• [Problem to solve]: From the data below, quote word for word every line from the one containing "Query: mossy tree bark" through the one containing "Outline every instance of the mossy", both end lines included.

• [Extracted material]:
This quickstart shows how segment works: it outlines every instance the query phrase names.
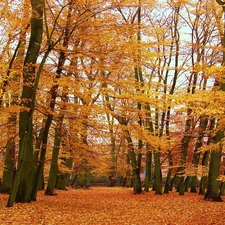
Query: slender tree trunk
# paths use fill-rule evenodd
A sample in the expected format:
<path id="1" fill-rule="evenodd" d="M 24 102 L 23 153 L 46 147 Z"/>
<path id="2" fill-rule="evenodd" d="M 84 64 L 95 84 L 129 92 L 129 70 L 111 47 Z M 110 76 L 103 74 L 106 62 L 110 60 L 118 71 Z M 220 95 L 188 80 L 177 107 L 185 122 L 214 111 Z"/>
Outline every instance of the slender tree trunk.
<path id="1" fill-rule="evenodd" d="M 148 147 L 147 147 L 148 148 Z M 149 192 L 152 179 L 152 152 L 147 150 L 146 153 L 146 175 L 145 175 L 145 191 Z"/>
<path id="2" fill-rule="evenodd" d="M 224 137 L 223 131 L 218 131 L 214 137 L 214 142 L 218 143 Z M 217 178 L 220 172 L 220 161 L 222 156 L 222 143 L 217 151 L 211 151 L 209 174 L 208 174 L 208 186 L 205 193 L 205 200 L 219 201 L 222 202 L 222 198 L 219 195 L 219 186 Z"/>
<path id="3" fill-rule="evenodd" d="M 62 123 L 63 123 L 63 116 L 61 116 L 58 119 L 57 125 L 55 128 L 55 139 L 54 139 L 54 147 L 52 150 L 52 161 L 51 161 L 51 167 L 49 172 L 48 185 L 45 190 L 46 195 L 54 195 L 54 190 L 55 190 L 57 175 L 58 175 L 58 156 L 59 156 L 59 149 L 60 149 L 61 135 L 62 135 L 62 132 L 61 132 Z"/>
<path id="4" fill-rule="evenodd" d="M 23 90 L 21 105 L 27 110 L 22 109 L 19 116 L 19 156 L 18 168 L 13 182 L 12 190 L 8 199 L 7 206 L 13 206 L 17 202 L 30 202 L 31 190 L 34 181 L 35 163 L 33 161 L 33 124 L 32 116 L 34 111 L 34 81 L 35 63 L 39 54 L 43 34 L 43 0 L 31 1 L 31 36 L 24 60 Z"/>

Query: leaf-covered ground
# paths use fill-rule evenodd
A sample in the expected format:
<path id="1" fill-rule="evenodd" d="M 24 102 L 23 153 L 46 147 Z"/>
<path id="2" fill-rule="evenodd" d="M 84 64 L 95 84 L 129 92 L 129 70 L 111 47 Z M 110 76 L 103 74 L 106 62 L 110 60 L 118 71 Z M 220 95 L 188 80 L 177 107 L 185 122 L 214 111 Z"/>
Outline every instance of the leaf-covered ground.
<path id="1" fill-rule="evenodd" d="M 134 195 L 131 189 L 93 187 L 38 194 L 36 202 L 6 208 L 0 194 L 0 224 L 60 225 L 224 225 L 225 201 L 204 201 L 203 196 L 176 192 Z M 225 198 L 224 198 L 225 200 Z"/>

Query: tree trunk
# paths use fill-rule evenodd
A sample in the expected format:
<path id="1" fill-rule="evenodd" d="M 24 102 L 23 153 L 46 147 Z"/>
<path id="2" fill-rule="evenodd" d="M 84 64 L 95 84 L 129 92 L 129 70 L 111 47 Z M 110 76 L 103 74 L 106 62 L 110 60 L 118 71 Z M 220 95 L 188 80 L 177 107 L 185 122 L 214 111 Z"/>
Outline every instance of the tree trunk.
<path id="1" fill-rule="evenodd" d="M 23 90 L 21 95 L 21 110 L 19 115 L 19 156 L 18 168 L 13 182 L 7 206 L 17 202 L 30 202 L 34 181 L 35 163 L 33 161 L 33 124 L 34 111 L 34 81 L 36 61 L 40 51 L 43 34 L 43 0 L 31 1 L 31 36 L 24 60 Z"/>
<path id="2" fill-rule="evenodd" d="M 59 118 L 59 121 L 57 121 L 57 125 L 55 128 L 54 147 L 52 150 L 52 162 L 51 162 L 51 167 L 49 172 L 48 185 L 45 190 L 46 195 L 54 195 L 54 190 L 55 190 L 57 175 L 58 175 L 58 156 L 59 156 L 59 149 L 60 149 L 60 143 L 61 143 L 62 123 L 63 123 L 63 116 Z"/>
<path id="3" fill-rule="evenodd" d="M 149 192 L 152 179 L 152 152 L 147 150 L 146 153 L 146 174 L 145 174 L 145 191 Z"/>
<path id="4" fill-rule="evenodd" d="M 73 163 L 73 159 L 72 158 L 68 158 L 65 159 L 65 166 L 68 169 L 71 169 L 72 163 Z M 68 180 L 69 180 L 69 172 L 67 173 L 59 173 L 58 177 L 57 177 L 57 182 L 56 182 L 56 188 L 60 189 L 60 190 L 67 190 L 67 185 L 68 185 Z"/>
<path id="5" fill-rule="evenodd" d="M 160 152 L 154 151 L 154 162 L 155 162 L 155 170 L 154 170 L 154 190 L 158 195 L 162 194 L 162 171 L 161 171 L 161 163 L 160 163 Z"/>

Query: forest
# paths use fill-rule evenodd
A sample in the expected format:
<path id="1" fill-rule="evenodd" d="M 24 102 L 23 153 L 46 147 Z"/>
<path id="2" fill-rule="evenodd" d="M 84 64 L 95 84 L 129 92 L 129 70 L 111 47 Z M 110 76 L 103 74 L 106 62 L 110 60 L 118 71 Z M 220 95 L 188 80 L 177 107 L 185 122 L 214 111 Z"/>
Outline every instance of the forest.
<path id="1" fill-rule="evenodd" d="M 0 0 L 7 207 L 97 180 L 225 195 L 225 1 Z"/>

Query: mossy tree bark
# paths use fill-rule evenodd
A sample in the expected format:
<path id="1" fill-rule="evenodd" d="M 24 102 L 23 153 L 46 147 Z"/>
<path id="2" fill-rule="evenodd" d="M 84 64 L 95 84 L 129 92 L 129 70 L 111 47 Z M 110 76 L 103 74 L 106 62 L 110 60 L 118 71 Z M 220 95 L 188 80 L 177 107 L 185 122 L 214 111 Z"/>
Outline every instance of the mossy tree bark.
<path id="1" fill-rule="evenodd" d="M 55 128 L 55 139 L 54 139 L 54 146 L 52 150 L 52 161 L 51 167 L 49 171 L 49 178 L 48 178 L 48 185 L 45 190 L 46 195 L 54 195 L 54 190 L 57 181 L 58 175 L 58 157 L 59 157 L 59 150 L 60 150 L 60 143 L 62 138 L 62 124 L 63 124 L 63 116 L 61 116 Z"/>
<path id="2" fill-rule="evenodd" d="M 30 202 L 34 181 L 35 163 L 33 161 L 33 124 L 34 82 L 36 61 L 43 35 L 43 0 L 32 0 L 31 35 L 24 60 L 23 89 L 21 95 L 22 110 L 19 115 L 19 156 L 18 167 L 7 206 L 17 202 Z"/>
---
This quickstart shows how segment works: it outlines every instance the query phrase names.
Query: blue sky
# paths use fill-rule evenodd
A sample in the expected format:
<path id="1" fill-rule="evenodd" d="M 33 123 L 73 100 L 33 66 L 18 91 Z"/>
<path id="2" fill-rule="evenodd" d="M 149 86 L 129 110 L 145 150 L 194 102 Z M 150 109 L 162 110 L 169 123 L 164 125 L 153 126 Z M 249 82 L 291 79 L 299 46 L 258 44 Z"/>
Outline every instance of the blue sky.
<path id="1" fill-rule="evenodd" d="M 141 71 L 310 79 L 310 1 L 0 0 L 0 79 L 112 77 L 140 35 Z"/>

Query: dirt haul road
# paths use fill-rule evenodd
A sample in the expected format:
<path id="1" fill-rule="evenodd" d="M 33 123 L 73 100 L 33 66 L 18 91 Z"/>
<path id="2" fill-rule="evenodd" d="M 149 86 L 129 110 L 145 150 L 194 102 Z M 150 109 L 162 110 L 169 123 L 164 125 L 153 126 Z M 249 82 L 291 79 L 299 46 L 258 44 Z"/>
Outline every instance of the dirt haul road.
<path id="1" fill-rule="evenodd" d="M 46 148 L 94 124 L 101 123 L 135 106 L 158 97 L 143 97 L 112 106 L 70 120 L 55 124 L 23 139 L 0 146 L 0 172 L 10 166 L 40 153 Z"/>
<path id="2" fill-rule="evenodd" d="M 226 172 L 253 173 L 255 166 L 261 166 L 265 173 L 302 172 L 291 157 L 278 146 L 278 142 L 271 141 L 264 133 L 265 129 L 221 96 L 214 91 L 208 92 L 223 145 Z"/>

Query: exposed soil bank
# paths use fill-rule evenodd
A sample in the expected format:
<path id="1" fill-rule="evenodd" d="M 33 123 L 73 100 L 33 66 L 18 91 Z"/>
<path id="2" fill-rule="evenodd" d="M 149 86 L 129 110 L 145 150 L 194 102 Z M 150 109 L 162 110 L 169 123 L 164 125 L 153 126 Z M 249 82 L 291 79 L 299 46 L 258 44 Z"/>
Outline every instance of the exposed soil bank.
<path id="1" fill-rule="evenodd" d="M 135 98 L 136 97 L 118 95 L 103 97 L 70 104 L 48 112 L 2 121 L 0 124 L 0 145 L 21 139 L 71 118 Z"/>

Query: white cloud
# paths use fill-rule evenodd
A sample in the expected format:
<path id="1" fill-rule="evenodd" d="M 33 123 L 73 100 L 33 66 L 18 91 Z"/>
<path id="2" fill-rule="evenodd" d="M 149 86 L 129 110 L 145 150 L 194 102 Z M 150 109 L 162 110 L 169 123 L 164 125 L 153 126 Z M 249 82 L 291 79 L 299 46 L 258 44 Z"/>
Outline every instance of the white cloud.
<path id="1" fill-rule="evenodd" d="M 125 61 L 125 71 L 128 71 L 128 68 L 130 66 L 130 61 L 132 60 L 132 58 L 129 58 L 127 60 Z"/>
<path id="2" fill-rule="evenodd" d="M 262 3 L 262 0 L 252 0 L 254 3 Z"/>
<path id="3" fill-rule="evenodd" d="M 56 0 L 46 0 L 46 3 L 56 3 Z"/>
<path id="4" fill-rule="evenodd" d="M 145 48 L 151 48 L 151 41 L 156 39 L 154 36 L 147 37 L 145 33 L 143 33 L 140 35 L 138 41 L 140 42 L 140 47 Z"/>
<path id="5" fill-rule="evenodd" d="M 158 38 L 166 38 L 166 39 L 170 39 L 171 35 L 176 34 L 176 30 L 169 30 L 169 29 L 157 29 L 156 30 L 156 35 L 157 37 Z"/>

• [Completed task]:
Query: mossy tree bark
# paths use fill-rule evenodd
A sample in the expected format:
<path id="1" fill-rule="evenodd" d="M 24 102 L 23 153 L 46 147 Z"/>
<path id="2" fill-rule="evenodd" d="M 84 64 L 95 84 L 129 92 L 129 70 L 111 47 Z M 110 76 L 103 74 L 106 62 L 110 60 L 118 71 Z M 220 95 L 188 80 L 177 107 L 185 122 L 214 111 Z"/>
Outline every instance of the mossy tree bark.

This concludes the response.